BEGIN

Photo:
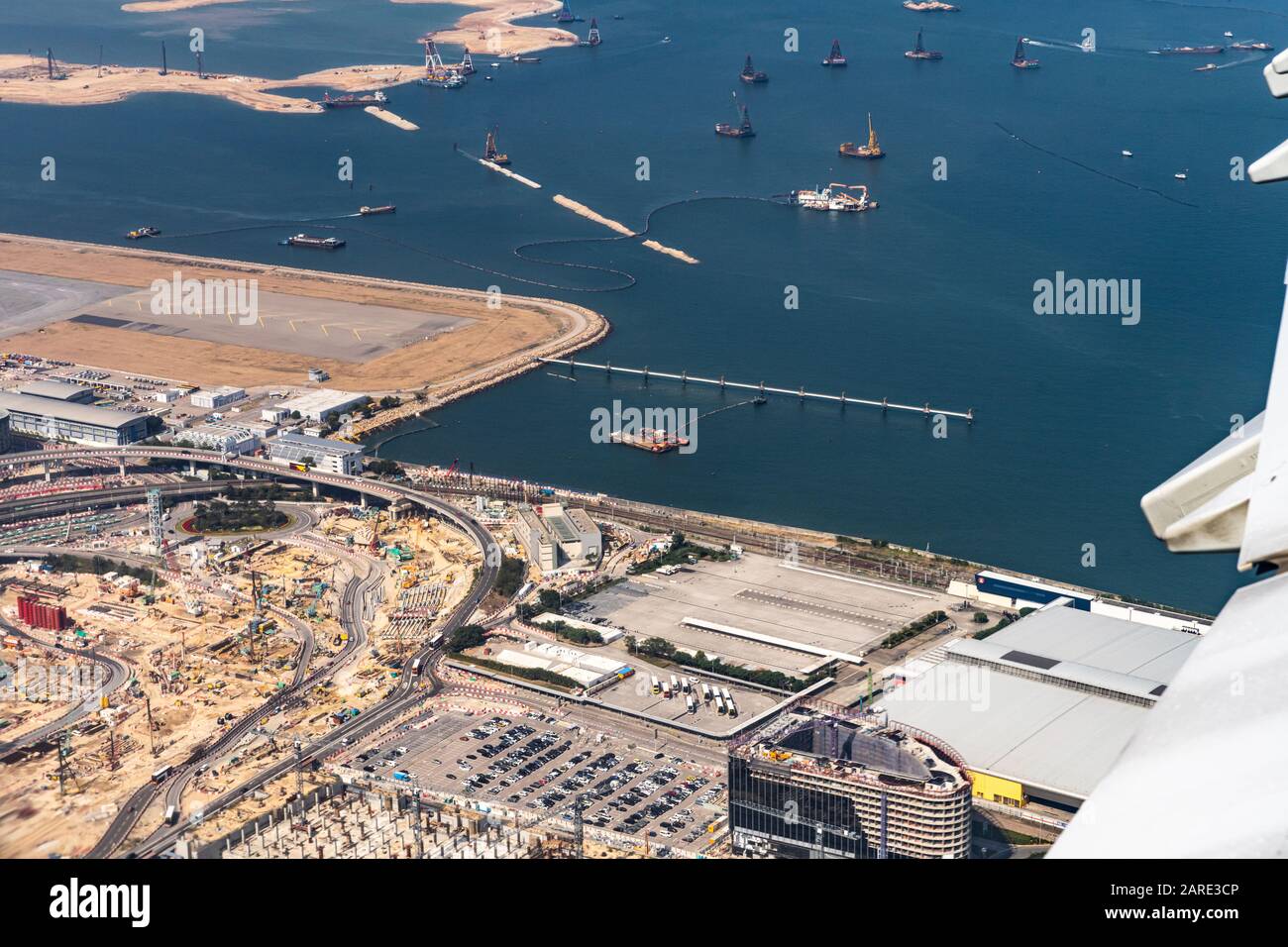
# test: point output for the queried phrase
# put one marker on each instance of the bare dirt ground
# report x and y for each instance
(497, 344)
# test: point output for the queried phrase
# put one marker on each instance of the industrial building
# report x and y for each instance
(1017, 591)
(218, 397)
(588, 671)
(819, 781)
(59, 390)
(554, 536)
(51, 419)
(331, 457)
(1042, 709)
(320, 405)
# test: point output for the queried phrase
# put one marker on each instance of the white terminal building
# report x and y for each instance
(55, 419)
(329, 457)
(316, 406)
(218, 397)
(557, 538)
(226, 438)
(588, 671)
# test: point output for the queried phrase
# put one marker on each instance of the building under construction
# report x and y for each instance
(819, 781)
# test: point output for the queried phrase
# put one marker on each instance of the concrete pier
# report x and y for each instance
(761, 388)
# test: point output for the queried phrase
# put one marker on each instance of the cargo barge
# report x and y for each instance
(313, 243)
(377, 99)
(655, 441)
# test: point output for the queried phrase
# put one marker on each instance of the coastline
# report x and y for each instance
(494, 346)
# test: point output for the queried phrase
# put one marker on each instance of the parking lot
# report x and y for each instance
(532, 762)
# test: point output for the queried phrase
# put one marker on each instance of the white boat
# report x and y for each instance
(833, 197)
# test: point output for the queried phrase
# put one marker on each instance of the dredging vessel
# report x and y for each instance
(313, 243)
(490, 154)
(655, 441)
(833, 197)
(376, 98)
(750, 73)
(921, 52)
(871, 151)
(1019, 60)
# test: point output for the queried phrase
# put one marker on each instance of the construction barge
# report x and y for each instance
(835, 198)
(871, 151)
(655, 441)
(312, 243)
(378, 99)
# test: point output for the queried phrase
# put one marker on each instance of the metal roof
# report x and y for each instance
(68, 411)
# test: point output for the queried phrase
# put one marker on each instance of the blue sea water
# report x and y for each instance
(928, 298)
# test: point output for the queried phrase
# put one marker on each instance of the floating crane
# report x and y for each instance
(742, 129)
(921, 52)
(750, 73)
(490, 154)
(871, 151)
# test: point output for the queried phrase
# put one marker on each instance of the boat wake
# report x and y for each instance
(1094, 170)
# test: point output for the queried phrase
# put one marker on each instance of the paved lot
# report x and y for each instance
(758, 592)
(537, 766)
(29, 302)
(303, 325)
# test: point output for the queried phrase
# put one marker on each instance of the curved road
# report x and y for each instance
(355, 608)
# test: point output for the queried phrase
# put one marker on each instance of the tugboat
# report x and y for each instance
(871, 151)
(750, 73)
(742, 129)
(490, 154)
(1186, 51)
(833, 198)
(921, 52)
(1019, 59)
(377, 99)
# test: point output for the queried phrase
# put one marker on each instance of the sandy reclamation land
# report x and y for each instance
(497, 343)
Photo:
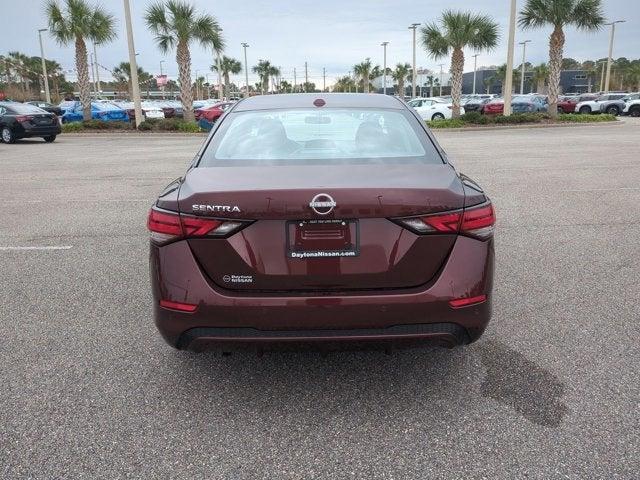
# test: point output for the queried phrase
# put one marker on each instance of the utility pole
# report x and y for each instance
(95, 57)
(508, 81)
(384, 68)
(246, 67)
(47, 94)
(475, 69)
(413, 68)
(133, 64)
(524, 50)
(609, 58)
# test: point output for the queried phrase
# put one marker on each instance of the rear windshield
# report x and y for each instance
(319, 137)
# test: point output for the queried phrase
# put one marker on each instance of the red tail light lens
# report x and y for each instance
(477, 222)
(168, 226)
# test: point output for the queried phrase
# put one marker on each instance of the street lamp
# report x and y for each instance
(44, 66)
(413, 27)
(475, 69)
(384, 68)
(508, 81)
(135, 86)
(246, 68)
(524, 49)
(609, 58)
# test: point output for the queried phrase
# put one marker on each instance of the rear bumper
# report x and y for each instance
(224, 317)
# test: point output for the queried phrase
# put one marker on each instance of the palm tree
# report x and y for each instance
(76, 22)
(400, 74)
(265, 71)
(540, 76)
(456, 31)
(582, 14)
(362, 72)
(176, 23)
(228, 66)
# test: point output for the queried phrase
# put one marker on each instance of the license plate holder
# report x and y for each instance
(323, 238)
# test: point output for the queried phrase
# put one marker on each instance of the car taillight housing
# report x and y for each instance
(166, 226)
(477, 222)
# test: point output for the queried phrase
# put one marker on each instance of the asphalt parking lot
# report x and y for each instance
(552, 390)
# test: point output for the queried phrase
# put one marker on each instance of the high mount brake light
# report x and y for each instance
(477, 222)
(166, 226)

END

* _Goal of the exercise_: Indicate how many lines of the material include the word "rear"; the number alone is required.

* _Answer to the problem_: 2